• [TEKS SUMBER]:
Thursday, August 31, 2006

Lingkaran

Ada yang bilang, kehidupan itu seperti sebuah roda. Kadang di atas, kadang di bawah, tanpa kecepatan yang pasti. Kalau melihat hamster yang berlari dalam jeruji, roda tak juga bergerak karena terhambat, hingga ia akhirnya harus melompat-lompat, atau bahkan mengumpat. Eh, mungkinkah seekor binatang megumpat? Dalam teori yang kuketahui, bahasa lengkap dengan hiasan kosakata, hanya milik manusia. Internal Device ... menurut Choamsky, aku sendiri hanya manggut-manggutmembacanya, karena terperangkap oleh sakralitas muka baru.

Setelah pra-modern ditinggalkan, lengkap dengan "The 'God' of blank spot", deterministik menjadi raja. Namun karena ketidaklengkapannya, banyak yang kembali menyakralkan artefak-artefak buatan. Bukan patung roti yang dijadikan puja-puji, tapi teknologi. Satelit Palapa yang mengangkasa berperan menjadi Armstrong yang mengajak manusia bermimpi. Huru hara dalam negeri, boleh terlupa sejenak, Indonesia sudah canggih.

Hihi, kembali lagi, fetish wajah baru...

Monday, August 28, 2006

Ruang, Waktu, dan Rasio

Hehe.. judulnya serem banget, tapi ketiga hal itulah yang menyebabkan aku dua minggu belakangan ini jarang menuangkan pikiran dalam kata. Percobaan yang kucanangkan pada diriku berdasarkan studi historis plus teori-teori ternyata berdampak pada kekacauan. Ok, belum benar-benar runtuh dalam chaos sebenarnya, meski sudah limit menuju jatuh. Seharusnya dengan menggunakan sistem umpan balik, aku bisa mengembalikan kondisiku dalam keadaan stabil, namun aku masih ingin memberi sedikit waktu bagi eksperimenku.

• [PERMINTAAN TUGAS]: Tuliskan kembali secara persis bagian teks sumber di atas yang dibuka dengan kata-kata "Monday, August 28, 2006" dan ditutup dengan kata-kata "waktu bagi eksperimenku.". Data yang menyusul berasal dari sumber yang berbeda.

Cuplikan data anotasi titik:
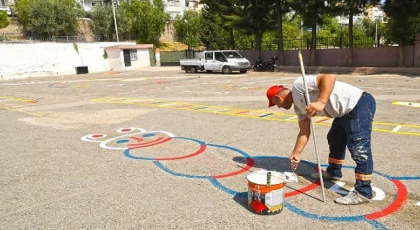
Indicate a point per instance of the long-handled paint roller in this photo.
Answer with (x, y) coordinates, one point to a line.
(312, 124)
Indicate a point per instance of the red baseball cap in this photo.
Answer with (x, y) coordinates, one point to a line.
(271, 92)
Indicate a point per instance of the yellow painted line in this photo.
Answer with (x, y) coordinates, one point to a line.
(20, 99)
(20, 111)
(402, 129)
(403, 103)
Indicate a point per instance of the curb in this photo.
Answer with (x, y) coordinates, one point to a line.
(352, 70)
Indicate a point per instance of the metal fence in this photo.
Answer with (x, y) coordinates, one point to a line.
(18, 37)
(333, 43)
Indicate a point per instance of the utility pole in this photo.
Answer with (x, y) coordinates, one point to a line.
(115, 20)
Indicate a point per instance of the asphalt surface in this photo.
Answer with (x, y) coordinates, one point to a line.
(162, 149)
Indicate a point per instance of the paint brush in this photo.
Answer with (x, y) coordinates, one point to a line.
(291, 176)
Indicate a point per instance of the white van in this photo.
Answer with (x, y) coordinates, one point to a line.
(225, 61)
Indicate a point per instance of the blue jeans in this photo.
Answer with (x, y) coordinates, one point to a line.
(354, 132)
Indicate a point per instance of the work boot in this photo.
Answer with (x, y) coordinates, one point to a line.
(325, 176)
(352, 198)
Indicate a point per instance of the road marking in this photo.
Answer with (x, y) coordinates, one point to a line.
(403, 103)
(385, 127)
(397, 128)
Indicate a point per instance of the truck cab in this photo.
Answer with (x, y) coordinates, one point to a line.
(224, 61)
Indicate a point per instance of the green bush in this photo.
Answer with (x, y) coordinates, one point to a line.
(4, 20)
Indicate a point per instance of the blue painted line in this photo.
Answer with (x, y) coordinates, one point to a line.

• [JAWABAN AKHIR]:
Monday, August 28, 2006

Ruang, Waktu, dan Rasio

Hehe.. judulnya serem banget, tapi ketiga hal itulah yang menyebabkan aku dua minggu belakangan ini jarang menuangkan pikiran dalam kata. Percobaan yang kucanangkan pada diriku berdasarkan studi historis plus teori-teori ternyata berdampak pada kekacauan. Ok, belum benar-benar runtuh dalam chaos sebenarnya, meski sudah limit menuju jatuh. Seharusnya dengan menggunakan sistem umpan balik, aku bisa mengembalikan kondisiku dalam keadaan stabil, namun aku masih ingin memberi sedikit waktu bagi eksperimenku.